(Detection annotation entries)

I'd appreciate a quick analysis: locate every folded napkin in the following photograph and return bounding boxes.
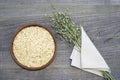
[70,27,111,76]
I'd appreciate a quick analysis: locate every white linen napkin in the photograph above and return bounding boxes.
[70,27,111,76]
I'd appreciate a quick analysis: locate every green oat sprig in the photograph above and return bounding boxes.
[51,12,81,48]
[50,12,115,80]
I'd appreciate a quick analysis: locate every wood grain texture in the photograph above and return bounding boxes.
[0,0,120,80]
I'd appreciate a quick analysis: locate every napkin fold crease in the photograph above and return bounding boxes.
[70,27,111,76]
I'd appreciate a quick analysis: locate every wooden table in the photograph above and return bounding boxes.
[0,0,120,80]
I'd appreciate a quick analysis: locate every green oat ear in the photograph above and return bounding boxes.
[50,12,81,48]
[50,10,115,80]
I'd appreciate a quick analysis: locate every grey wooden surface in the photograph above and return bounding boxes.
[0,0,120,80]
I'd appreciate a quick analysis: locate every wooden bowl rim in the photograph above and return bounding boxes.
[10,24,56,71]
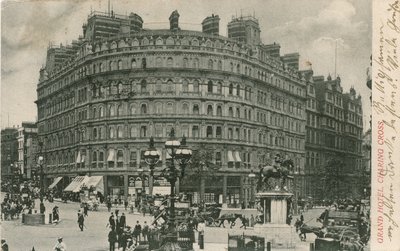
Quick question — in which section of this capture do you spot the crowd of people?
[106,210,150,251]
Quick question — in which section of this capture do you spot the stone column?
[222,175,228,203]
[124,174,128,200]
[200,177,206,203]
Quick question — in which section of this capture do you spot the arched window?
[207,80,213,93]
[140,79,147,93]
[193,80,199,92]
[129,104,136,115]
[215,126,222,139]
[217,82,222,94]
[206,126,213,138]
[207,105,213,116]
[117,105,123,116]
[192,126,199,138]
[140,126,147,138]
[109,127,115,139]
[92,107,97,119]
[93,128,97,139]
[140,104,147,114]
[108,105,115,117]
[193,105,199,114]
[117,82,123,94]
[208,59,214,70]
[166,103,174,114]
[193,58,199,69]
[156,103,163,114]
[167,57,174,67]
[167,79,174,93]
[117,150,124,167]
[182,80,189,92]
[117,126,124,139]
[154,79,162,93]
[229,84,233,95]
[131,126,138,138]
[182,58,189,68]
[182,103,189,114]
[217,105,222,116]
[228,107,233,117]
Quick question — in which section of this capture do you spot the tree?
[181,146,221,203]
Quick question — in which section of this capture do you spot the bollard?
[199,234,204,249]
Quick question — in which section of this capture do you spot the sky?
[1,0,372,130]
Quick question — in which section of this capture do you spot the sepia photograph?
[1,0,384,251]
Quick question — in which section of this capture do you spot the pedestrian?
[239,215,247,229]
[124,200,128,211]
[53,237,67,251]
[1,239,8,251]
[250,215,254,227]
[107,198,112,212]
[108,228,117,251]
[142,221,149,241]
[83,202,89,216]
[118,228,128,251]
[133,221,142,244]
[119,213,126,228]
[107,212,115,230]
[78,210,85,231]
[53,206,60,222]
[39,201,46,214]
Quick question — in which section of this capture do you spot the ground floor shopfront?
[45,172,256,207]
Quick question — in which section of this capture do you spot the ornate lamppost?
[249,169,256,207]
[144,128,192,250]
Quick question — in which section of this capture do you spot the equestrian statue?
[257,154,294,191]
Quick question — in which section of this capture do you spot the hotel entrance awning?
[49,177,62,189]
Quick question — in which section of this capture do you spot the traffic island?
[22,214,46,226]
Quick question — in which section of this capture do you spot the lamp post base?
[157,233,182,251]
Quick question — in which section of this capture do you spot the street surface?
[1,196,323,251]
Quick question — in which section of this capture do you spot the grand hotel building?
[36,11,306,206]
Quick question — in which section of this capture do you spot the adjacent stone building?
[37,11,306,204]
[1,127,18,182]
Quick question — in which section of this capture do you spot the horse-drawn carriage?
[315,210,369,251]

> _GIVEN PROBLEM_
Copy every entry above word for word, with each set of bounding boxes, and leave the pictures out.

> _EXERCISE ANSWER_
I'd appreciate a quick analysis: locate every folded napkin in the following photograph and return bounding boxes.
[70,27,111,76]
I'd appreciate a quick analysis: locate every white linen napkin in the photograph above and return bounding boxes.
[70,27,111,76]
I'd appreciate a quick analysis: locate every green oat sprig in the photograph above and return bounding boxes.
[51,12,81,48]
[50,12,115,80]
I'd appreciate a quick analysis: locate every wood grain texture in the photograph above and return bounding boxes.
[0,0,120,80]
I'd appreciate a quick analysis: locate every napkin fold crease in the photograph above and return bounding boxes.
[70,27,111,76]
I'd appreciate a quick analysis: locate every wooden table in the photograph above and return bounding boxes.
[0,0,120,80]
I'd appreciate a quick analysis: locate every green oat ear in the photograph above and return bounding boxes.
[50,12,81,48]
[50,10,115,80]
I'd appreciate a quick analysis: locate every grey wooden surface in the photograph above and return bounding boxes.
[0,0,120,80]
I'd appreciate a quick analysis: locate every wooden bowl rim in the photograph above and return bounding boxes.
[10,24,56,71]
Quick question — in which section of this capture do you spot the crowd of people?
[106,210,150,251]
Quick question — in which section of this capture do you spot the stone column?
[222,175,228,203]
[124,174,128,200]
[200,177,206,203]
Quick question — in which section of this capture do you spot the arched window?
[207,80,213,93]
[140,79,147,93]
[193,80,199,92]
[129,104,136,115]
[215,126,222,139]
[217,82,222,94]
[206,126,213,138]
[207,105,213,116]
[117,105,123,116]
[192,126,199,138]
[140,126,147,138]
[109,127,115,139]
[92,107,97,119]
[93,128,97,139]
[140,104,147,114]
[108,105,115,117]
[193,105,199,114]
[117,82,123,94]
[208,59,214,70]
[166,103,174,114]
[193,58,199,69]
[156,103,163,114]
[167,57,174,67]
[167,79,174,93]
[117,150,124,167]
[182,80,189,92]
[117,126,124,139]
[154,79,162,93]
[229,84,233,95]
[131,126,138,138]
[182,58,189,68]
[182,103,189,114]
[217,105,222,116]
[228,107,233,117]
Quick question — in which section of this capture do you spot the tree?
[181,146,221,203]
Quick question — in which section of this capture do you spot the bollard?
[199,234,204,249]
Quick question — in which section of this capture do you spot the sky?
[1,0,372,130]
Quick question — in which section of this capture do you spot the sepia photograph?
[1,0,384,251]
Quick question — in which section of this capture do you spot the pedestrian?
[239,215,247,229]
[124,200,128,211]
[53,237,67,251]
[1,239,8,251]
[250,215,254,227]
[107,198,112,212]
[108,228,117,251]
[142,221,149,241]
[83,202,89,216]
[118,228,128,251]
[133,221,142,244]
[119,213,126,228]
[107,212,115,230]
[78,210,85,231]
[53,206,60,222]
[39,201,46,214]
Quick question — in which section of this capture do you spot the ground floor shopfront?
[45,172,256,207]
Quick question — in which section of this capture do you spot the ornate lamppost?
[249,169,256,207]
[144,128,192,250]
Quick question — in which section of this capture do you spot the equestrian statue?
[257,154,294,191]
Quick question — in which section of this capture do you spot the hotel entrance awning?
[49,177,62,189]
Quick question — in which section of this capture do you spot the traffic island?
[22,214,46,226]
Quick question — in which section of this capture do you spot the lamp post base?
[157,233,182,251]
Quick question — in which section of this capture do you spot the street surface?
[1,196,323,251]
Quick question — in which section of this capture do you spot the grand hotel building?
[36,11,306,206]
Quick question — in which section of this capture do you spot the adjacent stone building?
[37,11,306,204]
[1,127,18,182]
Quick question — in which section of this capture do you spot the horse-drawn carriage?
[315,210,369,251]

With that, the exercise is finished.